[Records from a collection]
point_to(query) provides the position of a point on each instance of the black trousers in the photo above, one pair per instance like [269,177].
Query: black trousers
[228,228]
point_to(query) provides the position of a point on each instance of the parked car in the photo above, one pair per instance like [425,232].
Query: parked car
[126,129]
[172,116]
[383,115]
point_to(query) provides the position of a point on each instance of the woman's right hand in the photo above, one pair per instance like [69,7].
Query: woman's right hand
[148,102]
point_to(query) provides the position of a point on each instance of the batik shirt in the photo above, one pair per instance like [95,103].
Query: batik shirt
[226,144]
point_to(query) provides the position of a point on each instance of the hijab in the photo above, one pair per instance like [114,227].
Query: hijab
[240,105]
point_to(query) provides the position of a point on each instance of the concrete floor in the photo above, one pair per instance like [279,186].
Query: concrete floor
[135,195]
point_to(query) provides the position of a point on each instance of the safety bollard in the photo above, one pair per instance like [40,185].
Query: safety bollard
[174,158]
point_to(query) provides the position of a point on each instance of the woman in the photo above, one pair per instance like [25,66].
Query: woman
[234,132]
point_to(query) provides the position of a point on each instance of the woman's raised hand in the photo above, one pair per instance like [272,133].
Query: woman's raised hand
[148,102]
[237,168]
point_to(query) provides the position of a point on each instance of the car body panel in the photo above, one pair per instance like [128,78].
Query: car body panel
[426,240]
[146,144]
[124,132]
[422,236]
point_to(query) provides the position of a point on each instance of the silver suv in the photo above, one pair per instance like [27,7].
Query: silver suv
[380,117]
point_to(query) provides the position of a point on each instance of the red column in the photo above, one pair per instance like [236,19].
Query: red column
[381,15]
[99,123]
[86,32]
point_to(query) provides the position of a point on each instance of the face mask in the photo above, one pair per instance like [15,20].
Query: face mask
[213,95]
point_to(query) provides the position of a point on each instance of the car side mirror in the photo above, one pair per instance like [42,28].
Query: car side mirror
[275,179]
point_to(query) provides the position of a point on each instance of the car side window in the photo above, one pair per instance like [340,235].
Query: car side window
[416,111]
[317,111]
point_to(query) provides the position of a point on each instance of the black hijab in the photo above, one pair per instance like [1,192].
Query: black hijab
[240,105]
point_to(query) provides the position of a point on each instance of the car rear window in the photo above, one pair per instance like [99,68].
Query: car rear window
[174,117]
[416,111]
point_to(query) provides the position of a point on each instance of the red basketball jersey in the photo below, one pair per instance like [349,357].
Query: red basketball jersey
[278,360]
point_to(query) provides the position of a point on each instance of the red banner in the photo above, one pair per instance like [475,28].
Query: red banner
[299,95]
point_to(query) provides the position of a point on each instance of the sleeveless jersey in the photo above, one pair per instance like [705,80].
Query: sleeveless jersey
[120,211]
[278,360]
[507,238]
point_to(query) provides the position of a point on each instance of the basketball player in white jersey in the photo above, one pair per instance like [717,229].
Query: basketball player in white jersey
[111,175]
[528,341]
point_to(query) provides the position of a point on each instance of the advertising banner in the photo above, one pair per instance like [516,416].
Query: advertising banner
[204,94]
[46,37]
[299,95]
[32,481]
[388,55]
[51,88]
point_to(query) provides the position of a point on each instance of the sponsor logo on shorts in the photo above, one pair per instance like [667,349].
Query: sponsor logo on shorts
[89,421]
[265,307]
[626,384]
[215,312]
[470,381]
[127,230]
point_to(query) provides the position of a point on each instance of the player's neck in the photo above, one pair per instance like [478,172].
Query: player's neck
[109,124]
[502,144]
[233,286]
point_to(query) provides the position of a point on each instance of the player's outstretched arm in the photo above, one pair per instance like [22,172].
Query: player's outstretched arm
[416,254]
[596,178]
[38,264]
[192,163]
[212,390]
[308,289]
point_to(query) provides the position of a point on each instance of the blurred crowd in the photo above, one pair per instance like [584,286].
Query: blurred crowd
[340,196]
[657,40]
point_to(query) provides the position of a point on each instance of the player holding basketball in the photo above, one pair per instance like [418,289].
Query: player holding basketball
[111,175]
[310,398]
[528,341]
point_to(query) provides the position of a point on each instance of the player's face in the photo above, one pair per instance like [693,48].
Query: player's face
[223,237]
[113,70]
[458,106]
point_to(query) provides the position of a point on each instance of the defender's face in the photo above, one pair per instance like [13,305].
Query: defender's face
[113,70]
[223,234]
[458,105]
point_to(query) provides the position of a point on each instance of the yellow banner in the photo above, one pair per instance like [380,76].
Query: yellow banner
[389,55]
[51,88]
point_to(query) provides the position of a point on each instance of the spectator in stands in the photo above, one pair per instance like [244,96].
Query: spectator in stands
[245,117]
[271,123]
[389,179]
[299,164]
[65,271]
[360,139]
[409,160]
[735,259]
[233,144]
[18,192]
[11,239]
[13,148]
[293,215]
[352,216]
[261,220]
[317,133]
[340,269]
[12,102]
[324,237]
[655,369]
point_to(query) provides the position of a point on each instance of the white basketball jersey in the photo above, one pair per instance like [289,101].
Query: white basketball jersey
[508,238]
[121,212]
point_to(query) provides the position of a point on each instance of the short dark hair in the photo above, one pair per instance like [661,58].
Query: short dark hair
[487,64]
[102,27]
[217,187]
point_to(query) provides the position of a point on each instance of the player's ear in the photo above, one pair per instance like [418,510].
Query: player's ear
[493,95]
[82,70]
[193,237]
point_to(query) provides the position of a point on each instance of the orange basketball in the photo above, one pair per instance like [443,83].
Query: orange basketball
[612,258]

- **Required work**:
Reproduce all of the items above line for line, without changing anything.

- **Result below**:
point_to(query) provides the position of a point on each instance of the black trousers in the photo above, one pair per instance like [269,177].
Query: black trousers
[228,228]
point_to(query) provides the position of a point on each instance of the parked car in the photo above, one pair per instance like [425,232].
Query: parked car
[126,129]
[172,116]
[383,115]
point_to(query) provides the position of a point on each instance of the woman's right hand in the photo above, one pair per instance like [69,7].
Query: woman's right hand
[148,102]
point_to(query) provides the position of a point on each instance of the batik shirt in the photo above, one pair per instance like [95,103].
Query: batik shirt
[226,144]
point_to(query) provides the position of a point on each instance of the hijab in the photo above, one pair per instance like [114,227].
Query: hijab
[240,105]
point_to(query) provides the position of a point on each instance of the concrete floor in the photo above, one pair per instance like [279,186].
Query: concrete floor
[135,195]
point_to(query) provides the position of a point on each instance of the safety bollard in the photo above, one pair per instance like [40,185].
Query: safety bollard
[174,158]
point_to(query) provides the position of a point on each instance of the woman in the photo above, one pair per instance like [25,66].
Query: woman
[234,132]
point_to(query) provides the position of a point on each instance of the woman's raised hand in the photo above, one pair per instance like [272,133].
Query: woman's raised hand
[148,102]
[237,168]
point_to(query) provides the position of a point on each instance of the car body panel in the photo above, one pair per instance like [128,78].
Query: car body panel
[426,240]
[146,144]
[124,132]
[422,236]
point_to(query) provides the position of a point on each instance of the silver suv in the photo above, one pair per instance like [27,7].
Query: silver suv
[380,117]
point_to(query) provides the position of a point on each instance of the red column in the photo above, one pair per instance like [236,19].
Query: red column
[381,15]
[99,123]
[86,32]
point_to(query) provides the position of a point on each instance of the face mask in the photo above, one pair per instance like [15,20].
Query: face mask
[213,95]
point_to(query) provides the position of a point on each instance of the car side mirror in the photo above, one pair per instance like [42,28].
Query: car side mirror
[275,179]
point_to(query) provides the position of a point on each instance of the car side window in the photo above, one pair per instance like [340,235].
Query: car side window
[416,111]
[317,111]
point_to(query) provides the position of a point on each instance of the black hijab in the photo above, one pair per instance like [1,192].
Query: black hijab
[240,105]
point_to(query) provides the position of a point on each instance of the car rear window in the photo above, one pair per instance like [99,68].
Query: car rear window
[174,117]
[416,111]
point_to(query) provides the position of a point on each instance of the red basketball jersey in the photo below, one pair per instance like [349,357].
Query: red basketball jersey
[278,360]
point_to(query) provides the position of a point on each instance of the red banner in the photo above, one pair per instance like [475,28].
Query: red banner
[299,95]
point_to(query) provides the position of a point on each instance of the sleeveless jersey in the photo above, one pair per instance like [705,80].
Query: sleeveless jersey
[120,211]
[278,360]
[507,238]
point_to(query) provides the position of a point on each instance of the basketball player in white jersey in the photo above, one pair per instance like [717,229].
Query: basketball player in white jersey
[111,175]
[528,341]
point_to(query) provides the position of a point on each instance of the advertising banner in the photo above, one pair per instance like [516,416].
Query: advertising banner
[204,94]
[46,37]
[299,95]
[32,481]
[388,55]
[51,88]
point_to(query) provides the position of a point on each instance of the sponsor logo on shorts in the photo above, one pair per instance like [667,349].
Query: sponsor logo on shorts
[89,421]
[265,307]
[626,384]
[215,312]
[470,381]
[127,230]
point_to(query) provides the position of a point on each instance of the player's neck in the photo above, one pair per instance like [478,172].
Query: player's neck
[109,124]
[502,144]
[233,286]
point_to(query) provides the position of a point on each instance of the player's outstretched arm in the photo above, one pair per instance like [22,172].
Query: player's outstretched arm
[416,254]
[596,178]
[38,264]
[192,163]
[212,390]
[308,289]
point_to(query) provides the position of a point on each instance of the blurred crowd in the photo above, one pair per instance like [584,286].
Query: blurred crowd
[340,196]
[657,40]
point_to(query) provides the position of a point on each instance of the player holding basketball in the photo above, one pair per instance like [418,289].
Query: player holding basketball
[111,175]
[310,398]
[528,341]
point_to(query) provides the position of a point on each instance of the player's face in the photo above, one pair per instance like [693,48].
Query: player's face
[223,237]
[113,70]
[458,106]
point_to(query) provides the position of a point on each instance of the defender's face in the photo above, one pair per instance like [13,305].
Query: defender's face
[113,70]
[223,234]
[458,105]
point_to(query) provides the position of a point on each instance of the yellow banner in the photo above, one pair per instance like [380,76].
Query: yellow banner
[389,55]
[51,88]
point_to(query) provides the position of a point on each instance of the spectator in stands in the photo above, one pair per instance like [244,96].
Query: spectator in stands
[245,117]
[271,123]
[389,179]
[299,164]
[65,271]
[360,139]
[409,160]
[735,259]
[233,144]
[18,192]
[11,239]
[13,148]
[293,215]
[352,216]
[261,220]
[317,133]
[340,269]
[12,102]
[324,237]
[655,369]
point_to(query) provides the position of a point on each instance of the white basketball jersey in the photo above, one pair per instance like [289,101].
Query: white basketball jersey
[508,238]
[121,212]
point_to(query) provides the position of a point on each instance of the short dark hair in the photo above, one pair per instance like [661,58].
Query: short dark hair
[487,64]
[102,27]
[217,187]
point_to(query) provides the position of a point on each instance of the player's ear in the photo above, one pair per instance like [418,510].
Query: player's ear
[493,95]
[82,70]
[193,237]
point_to(query) provides the position of a point on each instance of the orange basketball in the photo above, one pair per instance like [443,83].
Query: orange basketball
[612,258]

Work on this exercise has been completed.